▸ What to work on:
- a) Answer these questions about the debt ceiling news excerpt below:
(i) What is the dollar amount of the debt ceiling?
(ii) On what date did the Treasury project its borrowing authority would expire?
(iii) Which Senate recess will be canceled?
- b) Pick up the debt ceiling news excerpt below after its last sentence and write a continuation.

-- Start of Extract provided --

June 30 (Bloomberg) -- U.S. Treasury Secretary Timothy Geithner said today that Congress has “no option” other than approving an increase in the $14.3 trillion debt ceiling.

“It will be unthinkably damaging to the economy, much more damaging than even what we faced in that dark period of ’08 and ’09,” Geithner said in Chicago at the Clinton Global Initiative conference.

He said Congress has no choice and will raise the debt limit. The Treasury, which has projected that its borrowing authority will expire Aug. 2, plans to release an update on the debt limit tomorrow.

Senate Majority Leader Harry Reid, a Nevada Democrat, announced today that the Senate will cancel its July 4 recess to remain in session next week for debt-limit talks. Reid’s decision came after President Barack Obama said Congress shouldn’t be taking vacations while the issue is unresolved.

“We really have no option to go into a period where we don’t start paying our bills. Congress has no choice but to pass this and I’m sure they will,” Geithner said.

-- End of Extract provided --
-- Start of Given entries --

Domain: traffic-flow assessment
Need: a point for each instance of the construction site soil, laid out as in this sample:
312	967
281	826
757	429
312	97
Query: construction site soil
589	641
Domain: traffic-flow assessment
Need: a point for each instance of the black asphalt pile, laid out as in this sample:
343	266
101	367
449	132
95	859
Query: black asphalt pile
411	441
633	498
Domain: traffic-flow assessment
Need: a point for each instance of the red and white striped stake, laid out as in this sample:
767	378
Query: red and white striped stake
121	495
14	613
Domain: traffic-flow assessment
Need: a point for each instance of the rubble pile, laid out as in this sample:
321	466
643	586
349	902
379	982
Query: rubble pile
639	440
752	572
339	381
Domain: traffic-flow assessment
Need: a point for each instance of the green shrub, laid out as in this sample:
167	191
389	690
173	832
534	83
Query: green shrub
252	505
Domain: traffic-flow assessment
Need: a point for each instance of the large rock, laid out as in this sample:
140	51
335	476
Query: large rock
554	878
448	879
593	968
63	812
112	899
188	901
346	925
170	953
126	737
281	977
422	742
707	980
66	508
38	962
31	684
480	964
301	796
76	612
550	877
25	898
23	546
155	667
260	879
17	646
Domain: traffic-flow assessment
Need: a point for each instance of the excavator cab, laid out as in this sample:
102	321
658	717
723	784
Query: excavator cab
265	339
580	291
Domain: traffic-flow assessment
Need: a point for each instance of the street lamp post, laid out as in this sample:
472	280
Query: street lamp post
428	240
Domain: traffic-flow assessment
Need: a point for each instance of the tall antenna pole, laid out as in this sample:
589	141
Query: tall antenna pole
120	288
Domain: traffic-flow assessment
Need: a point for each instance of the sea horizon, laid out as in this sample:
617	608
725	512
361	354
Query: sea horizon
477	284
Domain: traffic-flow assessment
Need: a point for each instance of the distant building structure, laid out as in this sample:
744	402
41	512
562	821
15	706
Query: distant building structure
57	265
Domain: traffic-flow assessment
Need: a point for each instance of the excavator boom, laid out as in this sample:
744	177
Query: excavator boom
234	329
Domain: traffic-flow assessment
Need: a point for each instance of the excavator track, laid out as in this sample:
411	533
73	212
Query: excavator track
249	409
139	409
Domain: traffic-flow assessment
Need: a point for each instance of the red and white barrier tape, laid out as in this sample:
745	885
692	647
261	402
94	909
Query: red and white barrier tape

-- End of Given entries --

▸ Responses for each task:
- a)
(i) $14.3 trillion
(ii) Aug. 2
(iii) The July 4 recess

- b)
Geithner has signaled to White House officials that he’s considering leaving the administration once a debt limit agreement is reached, according to three people familiar with the matter. At the Clinton Global Initiative conference, Geithner said he will be at Treasury “for the foreseeable future.”

‘Yellow Light’

At a news conference yesterday, Obama criticized Republicans for the failure to reach an agreement on the debt limit.

“The yellow light is flashing,” Obama said, warning of dire consequences if Congress doesn’t raise the borrowing limit before Treasury’s Aug. 2 deadline.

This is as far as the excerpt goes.